Требования к заданию →
(A) Когда, согласно отрывку о словацком клерофашизме, в материалах для главного управления имперского командующего СС открыто говорилось о распаде клерофашистского режима?
(B) Продолжите отрывок о распаде клерофашистского режима в Словакии, начиная сразу после его последнего предложения.

Выбранный отрывок →

========================

Избранное — страница 23 из 32

Под самый корень. Гитлер в таких случаях говорил: «Ausradieren»[61]. И словацкие корни не защищали от жестокости.

С течением времени народ, объединенный клерофашистами, высыхал, как сморщенная сушеная слива. Словацких евреев стирали с лица земли, бросая в имперские печи: объединенный народ платил кремационную дань. Из единого народа было необходимо исключить тех словаков, у которых была слишком чувствительная совесть, а так же и тех, кто выступал за общее государство чехов и словаков, и тех словаков в военной форме, которые отказывались воевать против «сатаны, вышедшего из ада», против советского народа; а равно и тех, кто, сомневаясь и колеблясь, работал на два лагеря — и нашим, и вашим; а вместе с ними и ненадежных лютеран, и ненационально-социалистических иезуитов, и полонофилов, и сидоровцев, и, естественно, рабочих, которые гнули спины на Геринга, а ели один вязкий, как глина, хлеб. От единого народа следовало отлучить почти всех, оставив лишь небольшую правящую горстку, раздираемую изнутри борьбой за власть. Внутренний распад словацкого людацтва был таким стремительным, что скрыть это было невозможно, о нем знали и его враги, и имперские союзники. (В начале 1943 года в материалах для главного управления имперского командующего СС открыто говорится о распаде клерофашистского режима. Предлагается выселить из Словакии сомнительные, вносящие беспокойство элементы, а остальных ассимилировать, онемечить, потому что и «расовая основа словацкого народа во многом похожа на немецкую».)

========================

Исходные данные →

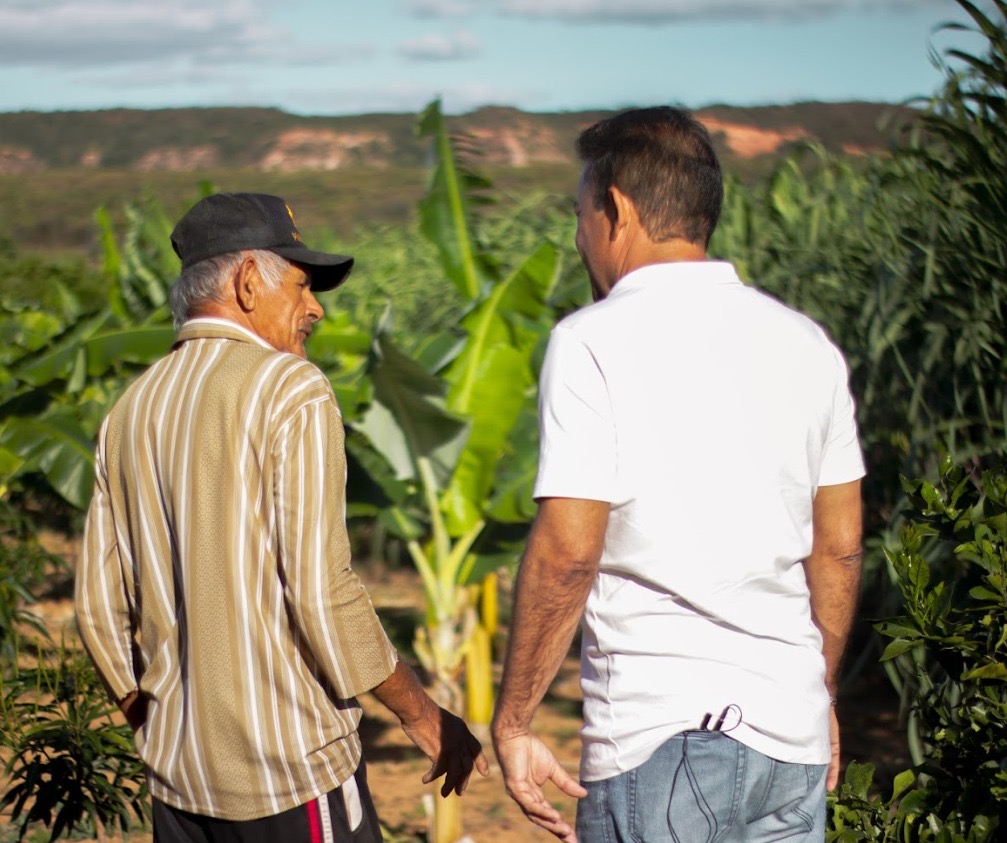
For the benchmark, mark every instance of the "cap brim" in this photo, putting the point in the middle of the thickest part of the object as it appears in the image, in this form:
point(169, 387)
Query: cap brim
point(327, 271)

========================

Ожидаемые результаты →
(A) В начале 1943 года.

(B)
Лицо класса, его политическая сущность лучше всего раскрываются в дни тяжелых испытаний и опасности. Лицо словацкой фашистской буржуазии в момент кризиса было отвратительно трусливым. Отважный боец Мах покинул свой пост, Тисо погряз в интригах, Сокол выискивал алиби. И не было никого, кто смог бы остановить распад: «Она сама себя уничтожала». Но распад и невозможно было остановить. В период кризиса выяснилось, что людацтво было лишено каких бы то ни было идей, нравственных устоев, его сущностью были лишь демагогия и алчность. Буржуазный лозунг времен промышленной революции «Enrichissez vous»[62] был допустим на начальном этапе, лозунг словацкой контрреволюции: «Словаки, обогащайтесь!» в период пролетарской революция оказался устаревшим. Он не побуждал к размаху, к работе и организации, а лишь к торопливой жадности, призывал быстрее хватать со стола все, что там осталось. За всеми фразами об исторической судьбе, о самостоятельности и свободе, о национальном единстве была только широко раскрытая буржуазная пасть, готовая поглотить все, что еще можно было поглотить.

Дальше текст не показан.